[Lines of data]
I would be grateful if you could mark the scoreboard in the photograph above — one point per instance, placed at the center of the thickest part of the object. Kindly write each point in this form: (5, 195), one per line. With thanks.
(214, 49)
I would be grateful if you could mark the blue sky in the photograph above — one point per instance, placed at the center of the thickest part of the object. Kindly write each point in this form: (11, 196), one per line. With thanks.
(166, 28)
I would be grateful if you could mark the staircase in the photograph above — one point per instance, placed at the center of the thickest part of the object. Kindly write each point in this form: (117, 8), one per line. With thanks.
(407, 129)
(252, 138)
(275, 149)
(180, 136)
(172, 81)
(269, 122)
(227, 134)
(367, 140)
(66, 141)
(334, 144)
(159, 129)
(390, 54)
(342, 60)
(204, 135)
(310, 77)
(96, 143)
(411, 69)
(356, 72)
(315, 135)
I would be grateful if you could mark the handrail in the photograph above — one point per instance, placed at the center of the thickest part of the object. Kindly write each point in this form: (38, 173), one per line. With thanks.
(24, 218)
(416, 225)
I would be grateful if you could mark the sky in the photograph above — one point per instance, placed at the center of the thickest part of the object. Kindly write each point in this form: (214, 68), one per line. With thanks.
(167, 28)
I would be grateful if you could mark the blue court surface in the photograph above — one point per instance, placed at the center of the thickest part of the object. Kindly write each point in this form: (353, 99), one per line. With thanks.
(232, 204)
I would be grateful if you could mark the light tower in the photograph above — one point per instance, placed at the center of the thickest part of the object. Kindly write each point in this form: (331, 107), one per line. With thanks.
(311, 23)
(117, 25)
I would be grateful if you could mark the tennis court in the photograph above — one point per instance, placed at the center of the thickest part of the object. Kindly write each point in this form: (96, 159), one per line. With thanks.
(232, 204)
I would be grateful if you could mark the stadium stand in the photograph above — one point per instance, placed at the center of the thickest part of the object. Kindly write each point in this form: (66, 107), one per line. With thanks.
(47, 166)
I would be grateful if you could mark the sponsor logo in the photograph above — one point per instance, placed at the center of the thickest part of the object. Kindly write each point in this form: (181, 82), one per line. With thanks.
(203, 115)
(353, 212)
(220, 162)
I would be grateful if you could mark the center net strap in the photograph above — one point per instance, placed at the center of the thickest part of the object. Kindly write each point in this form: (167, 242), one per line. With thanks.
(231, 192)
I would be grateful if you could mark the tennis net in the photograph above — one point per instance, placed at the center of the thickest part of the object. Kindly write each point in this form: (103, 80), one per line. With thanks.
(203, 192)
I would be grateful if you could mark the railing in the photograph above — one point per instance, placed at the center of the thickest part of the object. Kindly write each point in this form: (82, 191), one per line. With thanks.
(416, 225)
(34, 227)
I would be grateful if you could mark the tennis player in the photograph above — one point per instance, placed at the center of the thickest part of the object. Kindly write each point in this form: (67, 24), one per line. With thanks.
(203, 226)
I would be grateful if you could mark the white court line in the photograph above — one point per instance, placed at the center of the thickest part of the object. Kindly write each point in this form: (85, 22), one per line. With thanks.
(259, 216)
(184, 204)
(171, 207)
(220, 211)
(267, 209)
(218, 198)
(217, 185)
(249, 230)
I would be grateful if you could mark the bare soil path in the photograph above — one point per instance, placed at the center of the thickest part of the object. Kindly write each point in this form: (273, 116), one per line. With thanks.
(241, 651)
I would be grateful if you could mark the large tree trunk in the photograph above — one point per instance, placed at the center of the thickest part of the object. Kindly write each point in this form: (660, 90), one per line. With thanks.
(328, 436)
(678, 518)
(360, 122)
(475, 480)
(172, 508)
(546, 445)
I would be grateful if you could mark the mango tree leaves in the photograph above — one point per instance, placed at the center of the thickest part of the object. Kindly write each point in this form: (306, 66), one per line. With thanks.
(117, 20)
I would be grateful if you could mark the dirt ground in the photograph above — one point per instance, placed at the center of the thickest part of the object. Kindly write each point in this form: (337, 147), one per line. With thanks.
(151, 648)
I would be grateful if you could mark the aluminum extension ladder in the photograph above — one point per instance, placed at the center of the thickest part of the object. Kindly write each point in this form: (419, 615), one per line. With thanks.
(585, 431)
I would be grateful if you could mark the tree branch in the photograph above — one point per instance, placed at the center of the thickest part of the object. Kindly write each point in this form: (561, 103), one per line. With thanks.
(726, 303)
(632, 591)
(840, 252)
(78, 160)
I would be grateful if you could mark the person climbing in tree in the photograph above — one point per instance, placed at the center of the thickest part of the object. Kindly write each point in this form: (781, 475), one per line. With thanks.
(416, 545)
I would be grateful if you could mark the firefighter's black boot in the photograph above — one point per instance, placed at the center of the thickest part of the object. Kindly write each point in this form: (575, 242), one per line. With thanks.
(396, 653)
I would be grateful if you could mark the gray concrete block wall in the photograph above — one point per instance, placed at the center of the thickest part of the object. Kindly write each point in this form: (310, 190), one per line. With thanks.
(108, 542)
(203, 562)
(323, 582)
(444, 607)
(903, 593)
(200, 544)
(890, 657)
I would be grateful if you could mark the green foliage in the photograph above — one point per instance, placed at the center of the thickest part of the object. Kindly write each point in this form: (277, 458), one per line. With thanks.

* [What is being asked] Take the listing above and set it down exactly.

* [Response to this exercise]
I would be grateful if you could mark the scoreboard in the photograph above — one point per instance, placed at the center of the thickest part of the object. Kindly write each point in this form: (5, 195), one per line. With thanks.
(214, 49)
I would be grateful if you could mark the blue sky in the photograph above — one point per instance, placed at the center of the thickest part of the object. Kindly write each point in this form: (11, 196), one per line. With thanks.
(166, 28)
I would be grateful if you could mark the staircase in the photograph above — one point per instance, placed at the center of the thickest part of the object. Kindly write each point in this form: (117, 8), one per line. With thanks.
(407, 129)
(252, 138)
(275, 149)
(180, 136)
(172, 81)
(269, 122)
(227, 134)
(367, 140)
(66, 141)
(334, 144)
(159, 129)
(390, 54)
(342, 60)
(204, 135)
(310, 77)
(96, 143)
(411, 69)
(356, 72)
(315, 135)
I would be grateful if you could mark the handrail in the photograph above — one point per instance, placed at the center of the thickest part of the object. Kindly write each point in this form: (38, 173), one per line. With thanks.
(24, 218)
(416, 225)
I would be grateful if you could mark the sky in the photograph above — one point per instance, placed at the center of the thickest part of the object. Kindly write each point in this form: (214, 68), one per line. With thanks.
(167, 28)
I would be grateful if you could mark the blue court surface in the photograph above — one point per instance, placed at the center of the thickest part of the object. Kindly write each point in this form: (353, 99), one per line. With thanks.
(232, 204)
I would be grateful if you could mark the light tower in the photograph above — one point per instance, placed at the center of the thickest part of the object. Kindly write each point in this form: (331, 107), one per line. With thanks.
(311, 23)
(117, 25)
I would be grateful if you could mark the tennis court in the photograph above — one point per instance, placed at the center of the thickest part of the object. Kindly write each point in this form: (96, 159), one per line. With thanks.
(232, 204)
I would be grateful if you could mark the stadium stand in the photograph above — one point per instance, placed at the center of the thickest part of the object. Kindly write each point in this form: (66, 107), one per line. With thanks.
(47, 166)
I would be grateful if you could mark the sponsor logo in the photograph above — one point per instance, placed at the center of the thickest part of the object. Kindly write each point in this form: (181, 82), one per line. With thanks.
(203, 115)
(353, 212)
(220, 162)
I would be grateful if you could mark the center net strap in the photograph above — one point per instance, placed at the center of the thickest part of the object. Kindly write each point in this form: (167, 242), one per line. With thanks.
(231, 192)
I would be grateful if you could mark the tennis net in the photograph above — one point per instance, placed at the center of the thickest part of the object. Kindly write each point in this form: (103, 80), one per line. With thanks.
(203, 192)
I would be grateful if you could mark the railing in the photograph above — one point per instance, placed at the center of the thickest part of the object. Kindly write each point in this form: (82, 191), one per line. With thanks.
(416, 225)
(34, 227)
I would be grateful if you could mark the tennis player in the photograph above — one point per instance, placed at the center of the thickest part of the object. Kindly write each point in this form: (67, 24), one per line. With thanks.
(203, 226)
I would be grateful if you could mark the white court line in the photograph above — one point per instance, placed at the center of the thickest part of the object. Kindly write each point in this form: (85, 22), one per line. With thanks.
(259, 216)
(184, 204)
(171, 207)
(220, 211)
(267, 209)
(218, 198)
(217, 185)
(249, 230)
I would be grateful if you could mark the bare soil path in the photograph above — one point per instance, placed at the center of the thickest part of the object. Kindly write each point in this form: (273, 116), one per line. With thanks.
(241, 651)
I would be grateful if you could mark the large tree trunk in the photograph above — one point per instance, placed at the center of the thickest part of the object. Kindly write each point in this form: (660, 90), one per line. With thanks.
(328, 436)
(678, 518)
(360, 122)
(475, 480)
(172, 508)
(546, 445)
I would be grateful if you could mark the mango tree leaves in the photograph above — one point per instance, placed at the center of the thickest part of the object. Kindly write each point in this form: (306, 66), one per line. With thanks.
(117, 20)
I would be grateful if you could mark the dirt ground in the photograph above — one point per instance, placed at the center of the thickest part of the object. Kindly write each point in this form: (337, 147), one per line. With thanks.
(151, 648)
I would be grateful if you could mark the aluminum extension ladder in the photograph above — one point per instance, placed at the center of the thickest part of the object. Kindly write each point in this form: (419, 615), one per line. With thanks.
(585, 431)
I would be grateful if you could mark the tree branch in the photograph above — one point per instance, placed at the center of the thickest part of the object. Kindly write each point in this form: (561, 103), one per line. With thanks.
(726, 303)
(632, 591)
(840, 252)
(78, 160)
I would be grateful if you could mark the person climbing in tree in the photograph above — one point per instance, placed at the center of the thickest part of the object. Kindly write each point in this form: (781, 475), one per line. With thanks.
(416, 545)
I would be grateful if you could mark the firefighter's black boot in the photograph above — one point per instance, placed at the center of the thickest part of the object. Kindly write each point in this form: (575, 242), one per line. With thanks.
(396, 653)
I would be grateful if you could mark the gray concrete block wall in the photograph above — one point per instance, placed at the center of the thickest part of the object. Kindly write each point in this form: (310, 190), one per line. With thanks.
(108, 542)
(203, 562)
(323, 582)
(444, 607)
(903, 593)
(200, 544)
(890, 657)
I would be grateful if you could mark the green foliage in the photograph above — one point per instance, placed at the center of the thickest part of the object. Kindly write each point in this form: (277, 458), one per line. With thanks.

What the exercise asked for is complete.